Task prompt
Give back, word for word, the line that contains "Target: gray shingle roof" and all lines after it in the material, through the last; please include only these.

━━━━━ Input records

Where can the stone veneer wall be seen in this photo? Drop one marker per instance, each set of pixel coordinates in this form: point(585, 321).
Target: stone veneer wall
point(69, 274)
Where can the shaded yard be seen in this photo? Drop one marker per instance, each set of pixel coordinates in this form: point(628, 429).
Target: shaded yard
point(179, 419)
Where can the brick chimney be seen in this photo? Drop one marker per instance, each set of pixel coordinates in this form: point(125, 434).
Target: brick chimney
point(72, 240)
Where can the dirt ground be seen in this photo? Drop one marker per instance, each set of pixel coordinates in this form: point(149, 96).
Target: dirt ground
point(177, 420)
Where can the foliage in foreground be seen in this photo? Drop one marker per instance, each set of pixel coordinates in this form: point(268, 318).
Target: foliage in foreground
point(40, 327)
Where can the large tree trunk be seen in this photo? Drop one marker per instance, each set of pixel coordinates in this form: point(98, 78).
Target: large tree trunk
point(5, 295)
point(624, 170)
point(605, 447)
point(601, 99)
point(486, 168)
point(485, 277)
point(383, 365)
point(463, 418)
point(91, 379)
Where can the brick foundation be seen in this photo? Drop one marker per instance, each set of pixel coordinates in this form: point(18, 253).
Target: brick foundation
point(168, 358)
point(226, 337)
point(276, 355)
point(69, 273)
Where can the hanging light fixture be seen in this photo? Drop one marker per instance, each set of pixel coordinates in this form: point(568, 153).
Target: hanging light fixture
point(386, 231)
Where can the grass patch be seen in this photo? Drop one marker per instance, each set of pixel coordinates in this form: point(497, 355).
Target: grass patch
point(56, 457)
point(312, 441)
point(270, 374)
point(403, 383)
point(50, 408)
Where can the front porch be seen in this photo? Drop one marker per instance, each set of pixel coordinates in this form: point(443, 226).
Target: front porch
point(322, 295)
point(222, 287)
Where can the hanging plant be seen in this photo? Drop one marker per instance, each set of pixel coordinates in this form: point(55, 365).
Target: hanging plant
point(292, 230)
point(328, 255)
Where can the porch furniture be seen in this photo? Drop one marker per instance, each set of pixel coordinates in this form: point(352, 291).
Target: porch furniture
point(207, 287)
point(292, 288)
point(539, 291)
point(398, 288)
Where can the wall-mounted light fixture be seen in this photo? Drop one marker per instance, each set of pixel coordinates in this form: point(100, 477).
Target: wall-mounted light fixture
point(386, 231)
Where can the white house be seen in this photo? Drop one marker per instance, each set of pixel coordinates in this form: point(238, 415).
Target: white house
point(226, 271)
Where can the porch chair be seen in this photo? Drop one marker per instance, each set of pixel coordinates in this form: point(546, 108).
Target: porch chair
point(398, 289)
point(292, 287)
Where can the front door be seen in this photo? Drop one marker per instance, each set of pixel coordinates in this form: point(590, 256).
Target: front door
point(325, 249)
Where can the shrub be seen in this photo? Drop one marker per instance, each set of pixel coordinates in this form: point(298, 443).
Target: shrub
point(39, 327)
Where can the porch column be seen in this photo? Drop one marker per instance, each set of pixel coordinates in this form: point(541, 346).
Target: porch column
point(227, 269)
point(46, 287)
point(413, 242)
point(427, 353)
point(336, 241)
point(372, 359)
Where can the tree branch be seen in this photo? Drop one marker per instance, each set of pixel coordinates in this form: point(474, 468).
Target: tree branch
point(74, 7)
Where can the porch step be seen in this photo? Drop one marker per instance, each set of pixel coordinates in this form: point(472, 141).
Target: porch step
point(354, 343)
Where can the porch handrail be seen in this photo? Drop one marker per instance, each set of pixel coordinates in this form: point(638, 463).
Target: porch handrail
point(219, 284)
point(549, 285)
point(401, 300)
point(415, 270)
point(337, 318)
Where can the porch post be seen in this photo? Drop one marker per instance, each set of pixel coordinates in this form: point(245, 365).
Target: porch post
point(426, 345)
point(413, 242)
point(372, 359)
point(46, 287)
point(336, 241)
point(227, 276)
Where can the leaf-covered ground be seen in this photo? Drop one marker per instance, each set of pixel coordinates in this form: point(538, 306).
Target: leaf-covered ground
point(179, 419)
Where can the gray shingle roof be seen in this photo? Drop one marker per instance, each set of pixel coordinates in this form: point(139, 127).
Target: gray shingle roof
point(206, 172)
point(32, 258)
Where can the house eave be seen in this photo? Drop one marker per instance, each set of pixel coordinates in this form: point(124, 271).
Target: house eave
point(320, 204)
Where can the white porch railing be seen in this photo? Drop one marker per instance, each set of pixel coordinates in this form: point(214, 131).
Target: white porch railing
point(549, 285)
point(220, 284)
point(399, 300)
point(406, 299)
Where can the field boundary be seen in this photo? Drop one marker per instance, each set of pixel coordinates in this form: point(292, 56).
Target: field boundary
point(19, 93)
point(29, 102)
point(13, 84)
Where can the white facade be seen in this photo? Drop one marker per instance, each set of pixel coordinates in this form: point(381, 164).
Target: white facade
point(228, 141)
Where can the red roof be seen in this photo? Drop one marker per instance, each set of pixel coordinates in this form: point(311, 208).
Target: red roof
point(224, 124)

━━━━━━━━━━

Reply
Target: gray shingle roof
point(206, 172)
point(32, 258)
Where can the house eave be seen in this photo? Drop one marker per instance, each set of pixel coordinates in this form: point(124, 271).
Target: house eave
point(320, 204)
Where can the white porch railing be seen in this photo? Drop one marker per instance, each set of pixel coordinates in this form: point(214, 131).
Target: white porch railing
point(549, 285)
point(220, 284)
point(399, 300)
point(406, 299)
Where can the field boundary be seen in this photo? Drop one marker per instance, each set of pixel coordinates in this form: point(292, 56).
Target: field boundary
point(19, 93)
point(29, 102)
point(13, 84)
Where can the white facade be seen in this photo? Drop one marker per instance, each set of pixel coordinates in this form: point(381, 164).
Target: white facade
point(228, 141)
Where can the red roof be seen in this photo? Drop one marker per instance, each set of pixel coordinates in this form: point(311, 208).
Target: red roof
point(224, 124)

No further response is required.